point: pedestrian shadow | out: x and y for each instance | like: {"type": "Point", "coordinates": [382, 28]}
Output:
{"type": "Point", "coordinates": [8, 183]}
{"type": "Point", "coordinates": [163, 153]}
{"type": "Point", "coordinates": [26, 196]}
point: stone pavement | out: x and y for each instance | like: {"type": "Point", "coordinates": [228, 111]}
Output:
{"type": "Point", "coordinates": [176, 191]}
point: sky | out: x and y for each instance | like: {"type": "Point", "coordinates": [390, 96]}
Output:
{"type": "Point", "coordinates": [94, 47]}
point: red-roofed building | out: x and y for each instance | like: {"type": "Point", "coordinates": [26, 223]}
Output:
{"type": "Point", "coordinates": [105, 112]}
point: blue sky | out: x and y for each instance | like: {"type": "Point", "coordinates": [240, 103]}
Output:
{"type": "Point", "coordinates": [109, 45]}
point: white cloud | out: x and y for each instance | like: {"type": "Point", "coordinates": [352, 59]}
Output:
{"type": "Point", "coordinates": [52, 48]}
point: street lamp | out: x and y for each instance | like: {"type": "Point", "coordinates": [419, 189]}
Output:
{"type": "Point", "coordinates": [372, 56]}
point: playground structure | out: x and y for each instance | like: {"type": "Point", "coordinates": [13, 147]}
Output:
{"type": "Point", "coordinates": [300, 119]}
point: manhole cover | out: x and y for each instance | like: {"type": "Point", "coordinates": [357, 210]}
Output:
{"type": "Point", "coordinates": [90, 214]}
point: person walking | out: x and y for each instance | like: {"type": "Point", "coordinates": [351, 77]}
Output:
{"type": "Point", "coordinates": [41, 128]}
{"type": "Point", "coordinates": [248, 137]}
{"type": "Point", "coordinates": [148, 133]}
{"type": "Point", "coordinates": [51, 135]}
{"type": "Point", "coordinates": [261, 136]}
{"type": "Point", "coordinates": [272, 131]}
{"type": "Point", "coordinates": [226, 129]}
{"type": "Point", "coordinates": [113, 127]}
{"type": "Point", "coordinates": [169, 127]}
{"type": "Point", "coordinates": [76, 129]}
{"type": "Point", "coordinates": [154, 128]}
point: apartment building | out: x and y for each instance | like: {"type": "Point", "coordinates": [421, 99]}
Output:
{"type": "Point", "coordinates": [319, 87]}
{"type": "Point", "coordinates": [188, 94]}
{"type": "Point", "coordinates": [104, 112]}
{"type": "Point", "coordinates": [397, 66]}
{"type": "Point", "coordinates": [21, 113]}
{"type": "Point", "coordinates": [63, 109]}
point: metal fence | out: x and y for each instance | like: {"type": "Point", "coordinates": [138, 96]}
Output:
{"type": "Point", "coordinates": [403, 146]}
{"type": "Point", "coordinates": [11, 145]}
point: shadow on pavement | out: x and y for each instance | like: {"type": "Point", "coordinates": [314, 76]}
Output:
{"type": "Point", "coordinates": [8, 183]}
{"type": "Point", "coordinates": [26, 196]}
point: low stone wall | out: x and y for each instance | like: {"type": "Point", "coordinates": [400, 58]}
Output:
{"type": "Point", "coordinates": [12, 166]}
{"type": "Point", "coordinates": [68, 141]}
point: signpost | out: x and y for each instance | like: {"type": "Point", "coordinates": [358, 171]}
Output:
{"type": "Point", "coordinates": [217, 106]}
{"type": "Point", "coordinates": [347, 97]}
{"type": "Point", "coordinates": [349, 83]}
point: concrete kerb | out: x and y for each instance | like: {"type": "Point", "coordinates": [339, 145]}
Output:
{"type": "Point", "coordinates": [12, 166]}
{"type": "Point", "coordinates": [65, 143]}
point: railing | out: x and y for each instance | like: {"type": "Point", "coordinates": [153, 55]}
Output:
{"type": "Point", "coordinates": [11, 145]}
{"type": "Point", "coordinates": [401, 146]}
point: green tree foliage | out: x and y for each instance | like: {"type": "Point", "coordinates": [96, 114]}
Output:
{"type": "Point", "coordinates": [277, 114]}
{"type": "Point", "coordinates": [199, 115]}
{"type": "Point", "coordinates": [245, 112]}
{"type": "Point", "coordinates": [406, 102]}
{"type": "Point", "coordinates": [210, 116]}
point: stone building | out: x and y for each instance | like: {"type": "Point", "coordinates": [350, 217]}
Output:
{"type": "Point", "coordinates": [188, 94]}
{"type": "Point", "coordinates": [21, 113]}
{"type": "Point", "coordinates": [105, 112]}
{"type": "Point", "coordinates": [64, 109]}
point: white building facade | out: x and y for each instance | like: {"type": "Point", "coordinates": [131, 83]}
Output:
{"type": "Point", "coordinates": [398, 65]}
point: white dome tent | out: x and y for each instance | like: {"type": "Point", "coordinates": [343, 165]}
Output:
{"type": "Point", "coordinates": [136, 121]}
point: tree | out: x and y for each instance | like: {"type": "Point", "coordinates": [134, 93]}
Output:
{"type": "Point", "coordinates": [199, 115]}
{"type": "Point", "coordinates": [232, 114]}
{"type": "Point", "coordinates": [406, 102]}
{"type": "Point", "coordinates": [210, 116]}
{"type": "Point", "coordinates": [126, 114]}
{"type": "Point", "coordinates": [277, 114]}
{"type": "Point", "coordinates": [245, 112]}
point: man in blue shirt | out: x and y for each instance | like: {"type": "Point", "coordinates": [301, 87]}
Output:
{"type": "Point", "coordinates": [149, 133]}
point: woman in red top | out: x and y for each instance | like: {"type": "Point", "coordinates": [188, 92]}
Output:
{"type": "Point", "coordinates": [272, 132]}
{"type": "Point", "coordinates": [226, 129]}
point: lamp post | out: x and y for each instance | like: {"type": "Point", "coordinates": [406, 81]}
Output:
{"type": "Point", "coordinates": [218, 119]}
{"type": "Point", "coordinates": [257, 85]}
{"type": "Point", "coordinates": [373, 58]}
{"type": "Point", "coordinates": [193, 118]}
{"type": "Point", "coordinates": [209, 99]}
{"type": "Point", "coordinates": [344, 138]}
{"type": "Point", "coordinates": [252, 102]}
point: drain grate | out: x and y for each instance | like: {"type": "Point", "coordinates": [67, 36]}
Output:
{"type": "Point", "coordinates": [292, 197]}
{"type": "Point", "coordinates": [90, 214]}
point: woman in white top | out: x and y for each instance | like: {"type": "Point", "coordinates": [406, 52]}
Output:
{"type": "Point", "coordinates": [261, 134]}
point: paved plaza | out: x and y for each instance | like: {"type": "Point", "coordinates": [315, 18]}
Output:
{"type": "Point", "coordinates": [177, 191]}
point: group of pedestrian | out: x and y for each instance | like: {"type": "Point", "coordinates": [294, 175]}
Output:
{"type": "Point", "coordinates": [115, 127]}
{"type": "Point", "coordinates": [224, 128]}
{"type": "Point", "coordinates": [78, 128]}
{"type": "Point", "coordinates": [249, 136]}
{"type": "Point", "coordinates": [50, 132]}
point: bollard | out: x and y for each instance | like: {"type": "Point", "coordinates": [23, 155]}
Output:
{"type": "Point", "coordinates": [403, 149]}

────────────────

### [Exercise prompt]
In full and without changes, repeat the listing.

### [Exercise output]
point: pedestrian shadow | out: x and y for each instance | like: {"type": "Point", "coordinates": [382, 28]}
Output:
{"type": "Point", "coordinates": [8, 183]}
{"type": "Point", "coordinates": [163, 153]}
{"type": "Point", "coordinates": [26, 196]}
point: stone pavement | out: x and y for each instance | like: {"type": "Point", "coordinates": [228, 111]}
Output:
{"type": "Point", "coordinates": [176, 191]}
point: sky | out: x and y for each instance | like: {"type": "Point", "coordinates": [390, 96]}
Output:
{"type": "Point", "coordinates": [94, 47]}
point: red-roofed building | out: x and y for each instance | like: {"type": "Point", "coordinates": [26, 223]}
Output:
{"type": "Point", "coordinates": [105, 112]}
point: blue sky | out: x and y for each instance | like: {"type": "Point", "coordinates": [240, 103]}
Output:
{"type": "Point", "coordinates": [109, 45]}
point: white cloud | out: x and y for each instance | like: {"type": "Point", "coordinates": [352, 59]}
Output:
{"type": "Point", "coordinates": [52, 48]}
point: street lamp | out: x and y for each instance | like: {"type": "Point", "coordinates": [419, 189]}
Output:
{"type": "Point", "coordinates": [372, 56]}
point: playground structure | out: x and y for each instance | like: {"type": "Point", "coordinates": [13, 147]}
Output:
{"type": "Point", "coordinates": [300, 119]}
point: manhole cover | out: x and y for each instance | like: {"type": "Point", "coordinates": [357, 210]}
Output:
{"type": "Point", "coordinates": [90, 214]}
point: person walking | out: x and y for each instance | like: {"type": "Point", "coordinates": [351, 77]}
Output:
{"type": "Point", "coordinates": [41, 128]}
{"type": "Point", "coordinates": [248, 137]}
{"type": "Point", "coordinates": [148, 133]}
{"type": "Point", "coordinates": [51, 135]}
{"type": "Point", "coordinates": [261, 136]}
{"type": "Point", "coordinates": [272, 131]}
{"type": "Point", "coordinates": [226, 129]}
{"type": "Point", "coordinates": [113, 127]}
{"type": "Point", "coordinates": [169, 127]}
{"type": "Point", "coordinates": [76, 129]}
{"type": "Point", "coordinates": [154, 128]}
point: apartment building | out: x and y for each instance | like: {"type": "Point", "coordinates": [421, 99]}
Output:
{"type": "Point", "coordinates": [319, 87]}
{"type": "Point", "coordinates": [188, 94]}
{"type": "Point", "coordinates": [104, 112]}
{"type": "Point", "coordinates": [397, 66]}
{"type": "Point", "coordinates": [21, 113]}
{"type": "Point", "coordinates": [63, 109]}
point: metal fence | out: x and y for each instance | like: {"type": "Point", "coordinates": [138, 96]}
Output:
{"type": "Point", "coordinates": [403, 146]}
{"type": "Point", "coordinates": [11, 145]}
point: shadow on pavement | out: x and y for each instance | like: {"type": "Point", "coordinates": [314, 76]}
Output:
{"type": "Point", "coordinates": [8, 183]}
{"type": "Point", "coordinates": [26, 196]}
point: low stone wall | out: x and y for each instance | like: {"type": "Point", "coordinates": [400, 58]}
Output:
{"type": "Point", "coordinates": [12, 166]}
{"type": "Point", "coordinates": [68, 141]}
point: signpost | out: x and y for each instance | like: {"type": "Point", "coordinates": [358, 171]}
Output:
{"type": "Point", "coordinates": [217, 106]}
{"type": "Point", "coordinates": [347, 97]}
{"type": "Point", "coordinates": [349, 83]}
point: concrete kerb | out: x and y for each instance | like: {"type": "Point", "coordinates": [339, 145]}
Output:
{"type": "Point", "coordinates": [12, 166]}
{"type": "Point", "coordinates": [65, 143]}
point: railing | out: x and y for each instance | like: {"type": "Point", "coordinates": [153, 55]}
Output:
{"type": "Point", "coordinates": [11, 145]}
{"type": "Point", "coordinates": [401, 146]}
point: green tree foliage | out: x and y for each instance | like: {"type": "Point", "coordinates": [96, 114]}
Output:
{"type": "Point", "coordinates": [277, 114]}
{"type": "Point", "coordinates": [199, 115]}
{"type": "Point", "coordinates": [245, 112]}
{"type": "Point", "coordinates": [406, 102]}
{"type": "Point", "coordinates": [210, 116]}
point: stone building | out: x and y for each instance | like: {"type": "Point", "coordinates": [350, 217]}
Output:
{"type": "Point", "coordinates": [188, 94]}
{"type": "Point", "coordinates": [21, 113]}
{"type": "Point", "coordinates": [105, 112]}
{"type": "Point", "coordinates": [64, 109]}
point: white building facade | out: x and y for each instance | like: {"type": "Point", "coordinates": [131, 83]}
Output:
{"type": "Point", "coordinates": [398, 65]}
point: white dome tent | out: x and y for each instance | like: {"type": "Point", "coordinates": [343, 165]}
Output:
{"type": "Point", "coordinates": [136, 121]}
point: tree | out: x and y for each instance | like: {"type": "Point", "coordinates": [134, 93]}
Output:
{"type": "Point", "coordinates": [199, 115]}
{"type": "Point", "coordinates": [232, 114]}
{"type": "Point", "coordinates": [406, 102]}
{"type": "Point", "coordinates": [210, 116]}
{"type": "Point", "coordinates": [126, 114]}
{"type": "Point", "coordinates": [277, 114]}
{"type": "Point", "coordinates": [245, 112]}
point: man in blue shirt | out: x and y for each instance | like: {"type": "Point", "coordinates": [301, 87]}
Output:
{"type": "Point", "coordinates": [149, 133]}
point: woman in red top | out: x and y for each instance | like: {"type": "Point", "coordinates": [188, 92]}
Output:
{"type": "Point", "coordinates": [272, 132]}
{"type": "Point", "coordinates": [226, 129]}
point: lamp post | out: x and y for each instance | like: {"type": "Point", "coordinates": [406, 81]}
Output:
{"type": "Point", "coordinates": [218, 119]}
{"type": "Point", "coordinates": [257, 85]}
{"type": "Point", "coordinates": [373, 58]}
{"type": "Point", "coordinates": [193, 118]}
{"type": "Point", "coordinates": [209, 99]}
{"type": "Point", "coordinates": [344, 138]}
{"type": "Point", "coordinates": [252, 102]}
point: drain grate | out: x and y for each instance | like: {"type": "Point", "coordinates": [67, 36]}
Output:
{"type": "Point", "coordinates": [292, 197]}
{"type": "Point", "coordinates": [90, 214]}
point: woman in white top | out: x and y for each instance | like: {"type": "Point", "coordinates": [406, 52]}
Output:
{"type": "Point", "coordinates": [261, 134]}
point: paved plaza | out: x and y for each instance | like: {"type": "Point", "coordinates": [315, 18]}
Output:
{"type": "Point", "coordinates": [177, 191]}
point: group of pedestrian | out: x and y for each instance | like: {"type": "Point", "coordinates": [294, 175]}
Output:
{"type": "Point", "coordinates": [115, 127]}
{"type": "Point", "coordinates": [224, 128]}
{"type": "Point", "coordinates": [78, 128]}
{"type": "Point", "coordinates": [249, 136]}
{"type": "Point", "coordinates": [50, 132]}
point: bollard | out: x and y for each instance | like: {"type": "Point", "coordinates": [23, 155]}
Output:
{"type": "Point", "coordinates": [403, 149]}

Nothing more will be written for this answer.